Data entries
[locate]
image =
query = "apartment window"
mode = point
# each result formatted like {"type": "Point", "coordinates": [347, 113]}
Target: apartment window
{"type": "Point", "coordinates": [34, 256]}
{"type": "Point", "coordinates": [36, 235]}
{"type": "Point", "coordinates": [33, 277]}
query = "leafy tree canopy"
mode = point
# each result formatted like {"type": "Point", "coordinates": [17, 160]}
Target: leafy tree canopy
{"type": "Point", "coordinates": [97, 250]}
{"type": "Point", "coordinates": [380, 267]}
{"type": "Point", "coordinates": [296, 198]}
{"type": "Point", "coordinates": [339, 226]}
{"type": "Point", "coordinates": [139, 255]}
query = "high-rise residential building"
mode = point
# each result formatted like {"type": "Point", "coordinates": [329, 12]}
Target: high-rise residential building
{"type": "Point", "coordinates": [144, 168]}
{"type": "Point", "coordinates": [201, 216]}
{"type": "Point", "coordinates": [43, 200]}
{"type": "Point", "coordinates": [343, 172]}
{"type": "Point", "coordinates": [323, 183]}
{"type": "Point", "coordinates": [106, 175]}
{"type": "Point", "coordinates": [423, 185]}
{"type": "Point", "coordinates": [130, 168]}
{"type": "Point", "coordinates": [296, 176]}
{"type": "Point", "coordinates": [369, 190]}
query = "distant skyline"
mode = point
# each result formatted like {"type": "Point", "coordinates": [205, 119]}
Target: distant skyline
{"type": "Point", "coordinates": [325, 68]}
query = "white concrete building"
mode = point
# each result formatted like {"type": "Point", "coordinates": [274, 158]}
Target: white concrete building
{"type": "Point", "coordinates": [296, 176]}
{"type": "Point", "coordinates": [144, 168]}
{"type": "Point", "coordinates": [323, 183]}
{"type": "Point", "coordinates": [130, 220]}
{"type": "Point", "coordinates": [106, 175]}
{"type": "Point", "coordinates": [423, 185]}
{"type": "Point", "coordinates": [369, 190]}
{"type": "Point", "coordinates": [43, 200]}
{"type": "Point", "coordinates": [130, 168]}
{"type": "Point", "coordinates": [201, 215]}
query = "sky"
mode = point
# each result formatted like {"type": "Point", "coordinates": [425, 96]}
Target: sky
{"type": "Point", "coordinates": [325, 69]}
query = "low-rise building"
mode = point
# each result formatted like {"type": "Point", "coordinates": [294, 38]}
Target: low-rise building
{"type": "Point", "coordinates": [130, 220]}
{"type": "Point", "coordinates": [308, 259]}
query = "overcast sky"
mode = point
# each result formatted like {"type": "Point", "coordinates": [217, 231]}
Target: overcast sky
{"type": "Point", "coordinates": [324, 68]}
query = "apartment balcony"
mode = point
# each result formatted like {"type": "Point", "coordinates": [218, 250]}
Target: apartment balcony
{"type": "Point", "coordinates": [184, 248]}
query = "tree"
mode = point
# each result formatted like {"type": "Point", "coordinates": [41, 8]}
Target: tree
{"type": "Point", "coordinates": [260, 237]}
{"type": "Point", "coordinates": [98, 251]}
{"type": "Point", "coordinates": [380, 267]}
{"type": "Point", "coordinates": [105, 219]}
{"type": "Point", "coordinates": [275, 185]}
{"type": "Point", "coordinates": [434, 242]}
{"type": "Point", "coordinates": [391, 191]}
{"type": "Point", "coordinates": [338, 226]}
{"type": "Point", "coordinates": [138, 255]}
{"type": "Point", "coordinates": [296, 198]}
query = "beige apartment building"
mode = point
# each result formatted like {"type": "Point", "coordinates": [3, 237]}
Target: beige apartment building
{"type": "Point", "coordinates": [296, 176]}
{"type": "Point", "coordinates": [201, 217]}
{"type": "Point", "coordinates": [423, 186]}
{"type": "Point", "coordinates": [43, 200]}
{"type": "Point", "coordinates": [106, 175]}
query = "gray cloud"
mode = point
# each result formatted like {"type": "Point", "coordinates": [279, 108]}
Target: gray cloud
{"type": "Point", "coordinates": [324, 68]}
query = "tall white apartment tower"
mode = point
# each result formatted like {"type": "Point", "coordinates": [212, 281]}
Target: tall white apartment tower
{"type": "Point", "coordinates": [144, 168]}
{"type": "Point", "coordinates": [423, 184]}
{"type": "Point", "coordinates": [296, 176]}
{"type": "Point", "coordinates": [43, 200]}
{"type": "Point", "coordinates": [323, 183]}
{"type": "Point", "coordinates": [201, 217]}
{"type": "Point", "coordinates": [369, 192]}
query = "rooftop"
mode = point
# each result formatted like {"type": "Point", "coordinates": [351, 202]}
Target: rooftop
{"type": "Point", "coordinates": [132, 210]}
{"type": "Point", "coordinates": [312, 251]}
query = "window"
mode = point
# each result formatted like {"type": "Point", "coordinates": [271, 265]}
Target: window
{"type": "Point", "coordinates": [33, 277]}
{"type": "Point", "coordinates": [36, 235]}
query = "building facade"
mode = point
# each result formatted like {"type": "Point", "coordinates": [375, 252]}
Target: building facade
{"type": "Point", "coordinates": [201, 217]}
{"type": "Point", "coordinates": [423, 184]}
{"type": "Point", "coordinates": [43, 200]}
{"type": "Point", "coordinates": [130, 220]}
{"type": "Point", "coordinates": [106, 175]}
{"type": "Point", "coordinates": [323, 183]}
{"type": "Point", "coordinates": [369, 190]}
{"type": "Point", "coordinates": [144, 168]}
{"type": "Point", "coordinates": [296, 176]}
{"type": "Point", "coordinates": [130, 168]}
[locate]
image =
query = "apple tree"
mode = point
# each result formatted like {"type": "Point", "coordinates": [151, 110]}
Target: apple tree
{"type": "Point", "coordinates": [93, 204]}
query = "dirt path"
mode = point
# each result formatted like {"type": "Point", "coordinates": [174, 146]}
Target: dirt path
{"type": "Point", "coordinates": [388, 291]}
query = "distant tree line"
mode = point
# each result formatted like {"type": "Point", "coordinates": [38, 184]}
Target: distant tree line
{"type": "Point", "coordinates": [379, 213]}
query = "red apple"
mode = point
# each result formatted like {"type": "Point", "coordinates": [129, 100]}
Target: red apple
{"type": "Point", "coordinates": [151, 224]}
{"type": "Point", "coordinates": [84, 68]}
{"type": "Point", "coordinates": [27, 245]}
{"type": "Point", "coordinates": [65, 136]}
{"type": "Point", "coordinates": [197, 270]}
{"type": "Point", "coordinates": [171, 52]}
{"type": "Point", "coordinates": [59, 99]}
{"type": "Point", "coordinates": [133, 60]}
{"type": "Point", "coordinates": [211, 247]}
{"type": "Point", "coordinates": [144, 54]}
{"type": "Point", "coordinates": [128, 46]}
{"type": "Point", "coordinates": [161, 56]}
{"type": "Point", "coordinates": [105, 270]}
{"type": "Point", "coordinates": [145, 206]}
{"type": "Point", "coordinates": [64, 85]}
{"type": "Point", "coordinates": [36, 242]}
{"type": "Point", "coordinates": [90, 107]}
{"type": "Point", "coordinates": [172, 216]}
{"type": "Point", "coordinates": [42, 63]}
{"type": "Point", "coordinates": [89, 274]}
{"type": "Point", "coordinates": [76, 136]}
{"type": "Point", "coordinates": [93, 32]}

> [The request]: Pull out every line from the entries above that contains the word "leafy".

> [Answer to the exercise]:
query = "leafy tree canopy"
Target: leafy tree canopy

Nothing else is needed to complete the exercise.